| Requirements |
Pull out each line in the listing below that contains the word "center", and copy those lines word for word.

| Recorded information |
==========

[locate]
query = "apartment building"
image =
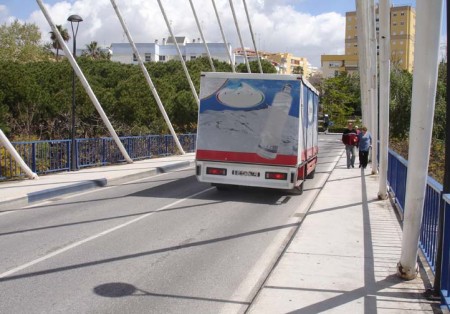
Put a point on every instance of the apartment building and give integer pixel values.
(403, 23)
(332, 65)
(287, 63)
(166, 50)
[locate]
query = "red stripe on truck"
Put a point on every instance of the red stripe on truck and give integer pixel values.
(214, 155)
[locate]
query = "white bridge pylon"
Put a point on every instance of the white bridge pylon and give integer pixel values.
(147, 77)
(90, 92)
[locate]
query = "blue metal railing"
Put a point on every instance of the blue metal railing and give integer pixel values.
(397, 173)
(51, 156)
(445, 277)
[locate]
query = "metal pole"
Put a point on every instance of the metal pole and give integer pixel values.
(374, 85)
(446, 188)
(428, 24)
(194, 92)
(385, 83)
(233, 68)
(147, 77)
(253, 37)
(363, 62)
(10, 148)
(85, 83)
(240, 37)
(74, 164)
(203, 37)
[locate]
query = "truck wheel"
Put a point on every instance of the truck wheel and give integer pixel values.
(298, 190)
(311, 174)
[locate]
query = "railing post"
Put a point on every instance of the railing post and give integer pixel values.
(77, 156)
(33, 157)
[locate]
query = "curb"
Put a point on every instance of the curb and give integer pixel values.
(88, 185)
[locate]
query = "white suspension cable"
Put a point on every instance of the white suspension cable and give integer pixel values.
(240, 37)
(201, 35)
(253, 37)
(194, 92)
(224, 39)
(147, 77)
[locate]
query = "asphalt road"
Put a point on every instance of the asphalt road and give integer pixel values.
(165, 244)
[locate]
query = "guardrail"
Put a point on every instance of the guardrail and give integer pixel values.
(428, 242)
(445, 278)
(52, 156)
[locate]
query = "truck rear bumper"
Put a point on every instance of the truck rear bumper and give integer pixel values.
(277, 177)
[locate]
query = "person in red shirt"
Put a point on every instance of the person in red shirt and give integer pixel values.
(350, 139)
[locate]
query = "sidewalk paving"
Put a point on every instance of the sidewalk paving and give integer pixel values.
(343, 258)
(14, 194)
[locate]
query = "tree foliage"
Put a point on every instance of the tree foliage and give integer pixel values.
(340, 97)
(36, 98)
(21, 43)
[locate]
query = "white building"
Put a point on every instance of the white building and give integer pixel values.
(156, 52)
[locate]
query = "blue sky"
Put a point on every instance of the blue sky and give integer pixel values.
(306, 28)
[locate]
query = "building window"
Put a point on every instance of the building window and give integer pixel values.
(335, 64)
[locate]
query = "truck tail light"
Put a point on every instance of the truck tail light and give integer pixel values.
(216, 171)
(276, 175)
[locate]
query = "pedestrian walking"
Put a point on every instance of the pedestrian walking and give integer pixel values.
(350, 140)
(364, 144)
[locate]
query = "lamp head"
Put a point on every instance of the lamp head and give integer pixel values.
(75, 18)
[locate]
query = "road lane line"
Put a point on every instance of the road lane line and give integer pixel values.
(95, 190)
(76, 244)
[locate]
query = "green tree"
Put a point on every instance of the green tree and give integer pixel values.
(55, 43)
(340, 97)
(400, 103)
(92, 50)
(440, 124)
(20, 42)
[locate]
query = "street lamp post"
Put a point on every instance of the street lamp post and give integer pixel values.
(74, 19)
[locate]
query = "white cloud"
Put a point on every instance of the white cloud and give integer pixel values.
(278, 27)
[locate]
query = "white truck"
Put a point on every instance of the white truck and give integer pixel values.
(256, 130)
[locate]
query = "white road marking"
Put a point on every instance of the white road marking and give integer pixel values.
(74, 245)
(107, 187)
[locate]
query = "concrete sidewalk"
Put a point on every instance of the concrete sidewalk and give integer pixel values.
(15, 194)
(343, 257)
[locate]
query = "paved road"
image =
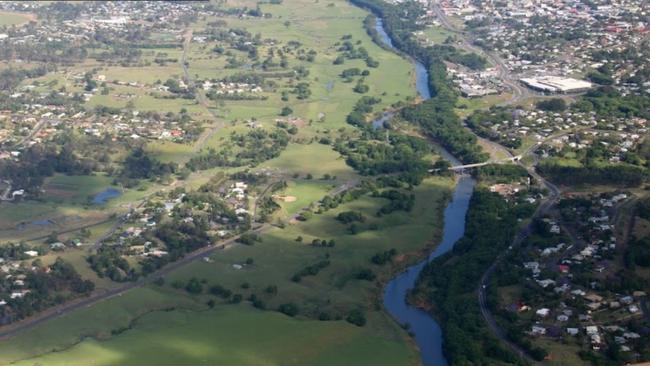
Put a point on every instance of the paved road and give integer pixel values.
(198, 92)
(519, 92)
(59, 311)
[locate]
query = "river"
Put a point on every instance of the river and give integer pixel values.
(427, 333)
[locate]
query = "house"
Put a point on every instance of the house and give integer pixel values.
(543, 312)
(593, 298)
(538, 330)
(572, 331)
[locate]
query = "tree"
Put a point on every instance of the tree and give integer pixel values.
(286, 111)
(552, 105)
(194, 286)
(289, 309)
(356, 317)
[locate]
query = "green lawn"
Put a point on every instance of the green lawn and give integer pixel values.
(316, 159)
(74, 189)
(235, 335)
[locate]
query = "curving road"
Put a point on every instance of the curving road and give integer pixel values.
(519, 92)
(13, 329)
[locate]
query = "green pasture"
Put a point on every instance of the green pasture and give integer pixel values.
(234, 335)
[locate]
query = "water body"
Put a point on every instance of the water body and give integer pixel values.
(105, 195)
(428, 334)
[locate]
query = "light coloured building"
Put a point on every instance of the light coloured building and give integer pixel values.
(556, 84)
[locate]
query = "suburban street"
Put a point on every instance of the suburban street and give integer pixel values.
(69, 307)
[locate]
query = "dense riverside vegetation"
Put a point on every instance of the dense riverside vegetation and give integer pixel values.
(436, 115)
(618, 175)
(448, 284)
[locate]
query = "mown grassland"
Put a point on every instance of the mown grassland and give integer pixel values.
(232, 335)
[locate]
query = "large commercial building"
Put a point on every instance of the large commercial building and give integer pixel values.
(556, 84)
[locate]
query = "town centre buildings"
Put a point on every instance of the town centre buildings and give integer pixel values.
(556, 84)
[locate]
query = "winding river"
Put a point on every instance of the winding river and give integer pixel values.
(427, 332)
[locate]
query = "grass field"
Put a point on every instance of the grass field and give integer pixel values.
(279, 256)
(315, 159)
(74, 189)
(276, 258)
(238, 334)
(234, 335)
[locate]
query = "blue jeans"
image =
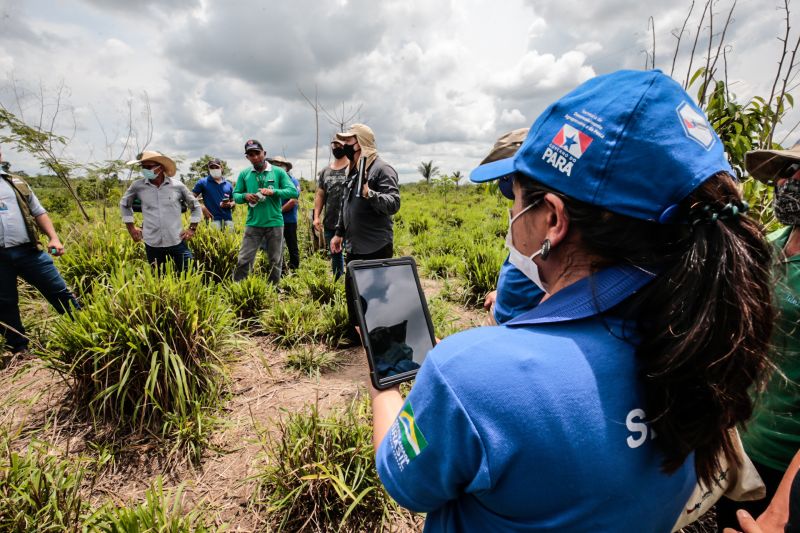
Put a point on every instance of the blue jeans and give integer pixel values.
(38, 269)
(337, 260)
(179, 254)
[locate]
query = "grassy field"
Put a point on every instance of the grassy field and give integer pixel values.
(191, 403)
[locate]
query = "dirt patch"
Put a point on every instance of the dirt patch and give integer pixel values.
(262, 390)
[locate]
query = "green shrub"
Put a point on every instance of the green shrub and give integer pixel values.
(332, 322)
(418, 225)
(290, 322)
(440, 265)
(148, 353)
(443, 316)
(314, 281)
(94, 252)
(39, 491)
(320, 475)
(295, 320)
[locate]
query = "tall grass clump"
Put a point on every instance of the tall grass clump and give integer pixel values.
(39, 491)
(321, 476)
(479, 271)
(249, 298)
(311, 360)
(94, 252)
(314, 281)
(148, 354)
(215, 252)
(161, 510)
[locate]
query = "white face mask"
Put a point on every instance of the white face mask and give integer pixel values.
(524, 264)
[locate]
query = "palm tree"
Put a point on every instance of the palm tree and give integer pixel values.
(427, 170)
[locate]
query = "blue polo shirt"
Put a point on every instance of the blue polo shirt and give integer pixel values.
(214, 193)
(290, 216)
(538, 425)
(516, 293)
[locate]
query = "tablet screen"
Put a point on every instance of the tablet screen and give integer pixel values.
(397, 327)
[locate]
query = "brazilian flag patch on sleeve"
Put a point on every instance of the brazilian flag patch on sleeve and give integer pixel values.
(406, 437)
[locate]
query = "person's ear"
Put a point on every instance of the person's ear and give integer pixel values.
(556, 219)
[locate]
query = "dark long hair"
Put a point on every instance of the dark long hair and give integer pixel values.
(703, 324)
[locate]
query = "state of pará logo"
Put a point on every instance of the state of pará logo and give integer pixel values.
(572, 140)
(695, 125)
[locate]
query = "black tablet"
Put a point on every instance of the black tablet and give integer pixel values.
(393, 315)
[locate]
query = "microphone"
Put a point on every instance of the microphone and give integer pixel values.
(362, 171)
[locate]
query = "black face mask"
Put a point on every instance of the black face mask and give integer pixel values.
(350, 151)
(787, 203)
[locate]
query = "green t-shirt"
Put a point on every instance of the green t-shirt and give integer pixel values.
(266, 213)
(773, 434)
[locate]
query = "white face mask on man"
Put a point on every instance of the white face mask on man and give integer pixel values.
(524, 264)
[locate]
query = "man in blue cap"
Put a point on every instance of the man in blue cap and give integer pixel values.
(217, 195)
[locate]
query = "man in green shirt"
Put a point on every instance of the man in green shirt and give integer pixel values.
(772, 436)
(263, 187)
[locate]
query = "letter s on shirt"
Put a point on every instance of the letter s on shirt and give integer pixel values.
(635, 424)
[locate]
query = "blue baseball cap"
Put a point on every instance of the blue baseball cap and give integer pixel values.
(632, 142)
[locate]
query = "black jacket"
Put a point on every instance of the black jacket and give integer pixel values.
(366, 223)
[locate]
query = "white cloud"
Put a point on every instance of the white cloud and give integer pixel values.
(435, 79)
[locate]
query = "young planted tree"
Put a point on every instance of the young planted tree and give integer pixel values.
(428, 170)
(742, 125)
(44, 145)
(199, 168)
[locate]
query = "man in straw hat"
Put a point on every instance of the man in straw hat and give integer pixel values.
(365, 223)
(772, 436)
(289, 209)
(515, 293)
(162, 199)
(22, 218)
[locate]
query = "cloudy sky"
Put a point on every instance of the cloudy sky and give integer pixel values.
(436, 80)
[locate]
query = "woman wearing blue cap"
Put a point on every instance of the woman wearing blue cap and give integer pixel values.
(600, 408)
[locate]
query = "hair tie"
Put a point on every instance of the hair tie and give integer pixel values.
(702, 213)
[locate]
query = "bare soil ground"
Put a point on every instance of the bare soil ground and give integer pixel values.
(34, 405)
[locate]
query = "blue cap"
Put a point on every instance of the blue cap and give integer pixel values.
(632, 142)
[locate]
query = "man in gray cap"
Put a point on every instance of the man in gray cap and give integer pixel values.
(162, 200)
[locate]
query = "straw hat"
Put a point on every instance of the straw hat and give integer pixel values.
(156, 157)
(764, 165)
(280, 161)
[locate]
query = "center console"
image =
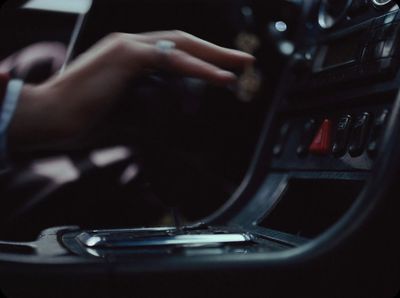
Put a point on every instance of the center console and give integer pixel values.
(322, 146)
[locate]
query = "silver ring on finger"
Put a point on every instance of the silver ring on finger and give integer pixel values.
(165, 46)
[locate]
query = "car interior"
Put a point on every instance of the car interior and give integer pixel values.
(282, 185)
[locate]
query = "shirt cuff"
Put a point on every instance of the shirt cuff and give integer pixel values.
(7, 111)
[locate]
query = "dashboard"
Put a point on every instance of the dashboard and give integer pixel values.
(309, 210)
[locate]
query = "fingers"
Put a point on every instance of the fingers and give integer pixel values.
(179, 62)
(199, 48)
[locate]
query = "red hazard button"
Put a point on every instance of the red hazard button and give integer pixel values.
(321, 143)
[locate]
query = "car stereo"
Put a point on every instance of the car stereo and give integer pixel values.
(362, 46)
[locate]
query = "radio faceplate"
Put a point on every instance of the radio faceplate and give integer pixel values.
(335, 112)
(354, 55)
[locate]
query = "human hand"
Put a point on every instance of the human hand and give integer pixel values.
(67, 104)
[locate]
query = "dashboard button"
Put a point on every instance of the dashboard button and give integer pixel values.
(310, 127)
(376, 134)
(359, 134)
(342, 136)
(321, 144)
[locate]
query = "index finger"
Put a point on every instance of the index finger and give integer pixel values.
(204, 50)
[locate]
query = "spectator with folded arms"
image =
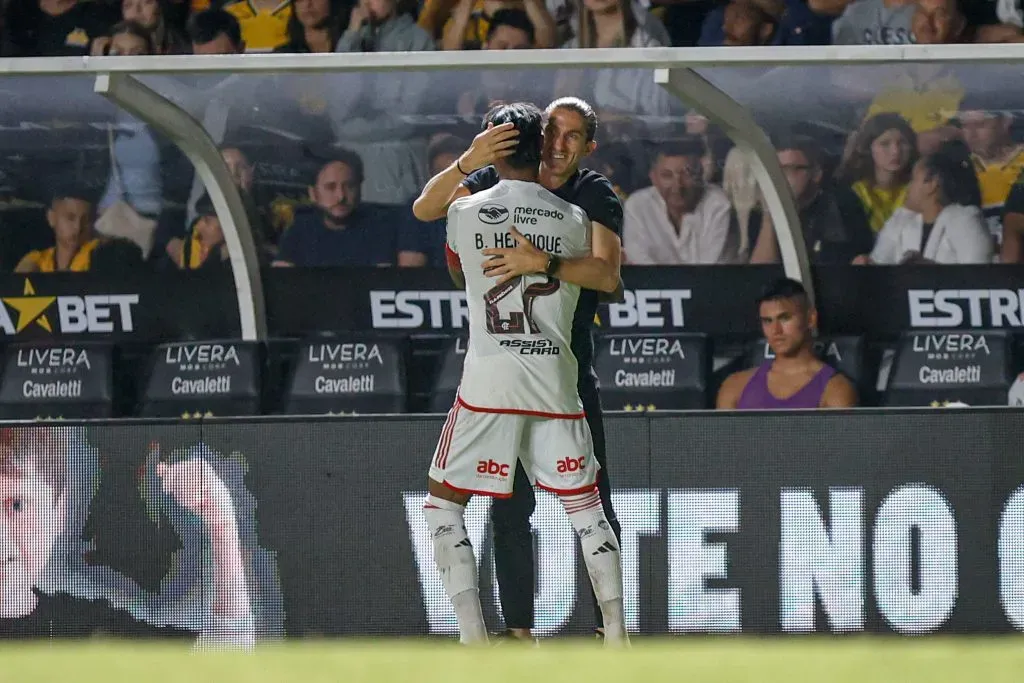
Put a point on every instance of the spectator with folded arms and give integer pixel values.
(71, 216)
(879, 164)
(941, 220)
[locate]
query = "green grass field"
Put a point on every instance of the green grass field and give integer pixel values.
(860, 659)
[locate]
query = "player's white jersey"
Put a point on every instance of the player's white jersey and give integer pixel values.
(519, 357)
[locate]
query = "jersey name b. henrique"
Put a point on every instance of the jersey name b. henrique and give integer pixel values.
(519, 357)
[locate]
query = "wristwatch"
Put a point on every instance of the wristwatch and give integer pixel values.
(554, 261)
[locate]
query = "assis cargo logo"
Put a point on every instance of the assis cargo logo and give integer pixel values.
(33, 313)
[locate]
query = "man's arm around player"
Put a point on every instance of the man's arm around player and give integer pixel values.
(598, 271)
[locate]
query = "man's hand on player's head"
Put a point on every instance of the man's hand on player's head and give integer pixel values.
(493, 143)
(523, 259)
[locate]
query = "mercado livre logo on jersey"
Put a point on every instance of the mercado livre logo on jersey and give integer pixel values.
(89, 313)
(493, 214)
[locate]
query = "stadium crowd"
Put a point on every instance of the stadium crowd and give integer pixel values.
(922, 171)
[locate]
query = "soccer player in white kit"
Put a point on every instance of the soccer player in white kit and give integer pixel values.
(518, 397)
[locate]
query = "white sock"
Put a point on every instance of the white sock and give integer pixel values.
(457, 564)
(600, 551)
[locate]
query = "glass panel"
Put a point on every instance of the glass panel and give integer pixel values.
(288, 125)
(55, 143)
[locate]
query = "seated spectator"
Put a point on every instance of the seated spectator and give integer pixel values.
(150, 15)
(423, 243)
(927, 95)
(679, 219)
(682, 20)
(215, 32)
(71, 216)
(741, 187)
(470, 25)
(54, 28)
(1012, 250)
(207, 246)
(339, 229)
(765, 23)
(315, 26)
(371, 114)
(613, 24)
(620, 95)
(941, 221)
(876, 23)
(126, 39)
(944, 22)
(242, 172)
(264, 23)
(834, 223)
(508, 30)
(796, 378)
(879, 165)
(997, 161)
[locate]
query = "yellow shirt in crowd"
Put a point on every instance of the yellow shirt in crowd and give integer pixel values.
(262, 29)
(996, 179)
(433, 14)
(879, 203)
(45, 259)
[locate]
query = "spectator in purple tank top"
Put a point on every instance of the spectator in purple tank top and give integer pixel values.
(796, 378)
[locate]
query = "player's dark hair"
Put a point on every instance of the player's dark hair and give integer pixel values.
(784, 290)
(206, 26)
(514, 18)
(529, 122)
(951, 166)
(687, 145)
(805, 145)
(585, 111)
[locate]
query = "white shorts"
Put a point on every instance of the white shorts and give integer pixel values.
(477, 453)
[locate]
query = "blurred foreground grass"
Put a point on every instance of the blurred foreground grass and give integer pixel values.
(821, 659)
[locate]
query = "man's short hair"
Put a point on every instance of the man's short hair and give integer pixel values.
(206, 26)
(71, 190)
(784, 289)
(337, 156)
(526, 119)
(687, 145)
(803, 144)
(580, 107)
(514, 18)
(35, 451)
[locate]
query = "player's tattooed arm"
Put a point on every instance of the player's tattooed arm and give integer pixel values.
(599, 271)
(494, 142)
(458, 278)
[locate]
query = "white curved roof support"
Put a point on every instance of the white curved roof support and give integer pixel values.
(192, 138)
(739, 125)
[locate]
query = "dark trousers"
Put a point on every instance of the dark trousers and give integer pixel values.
(514, 536)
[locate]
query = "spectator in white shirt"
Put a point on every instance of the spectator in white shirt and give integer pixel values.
(679, 219)
(941, 220)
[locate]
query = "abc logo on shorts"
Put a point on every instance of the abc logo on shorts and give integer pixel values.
(492, 467)
(571, 465)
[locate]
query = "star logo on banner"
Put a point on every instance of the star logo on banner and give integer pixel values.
(30, 308)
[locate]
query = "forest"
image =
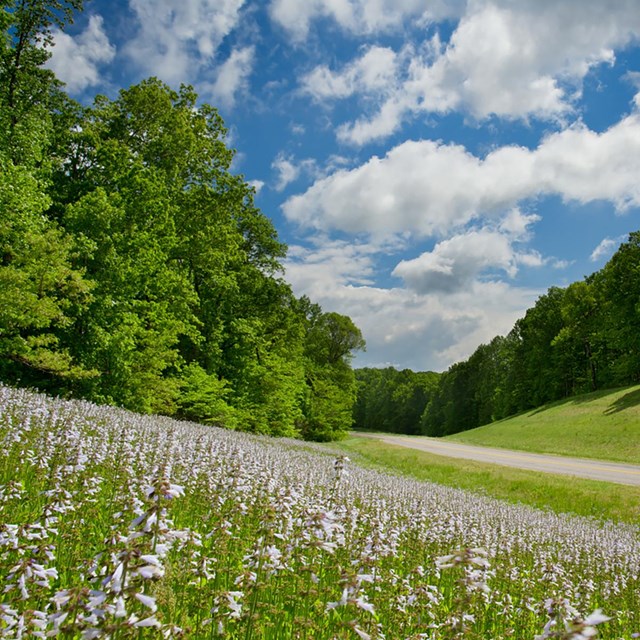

==========

| Answer to this exercise |
query = "center console"
Put a point on every instance of the center console and give integer pixel values.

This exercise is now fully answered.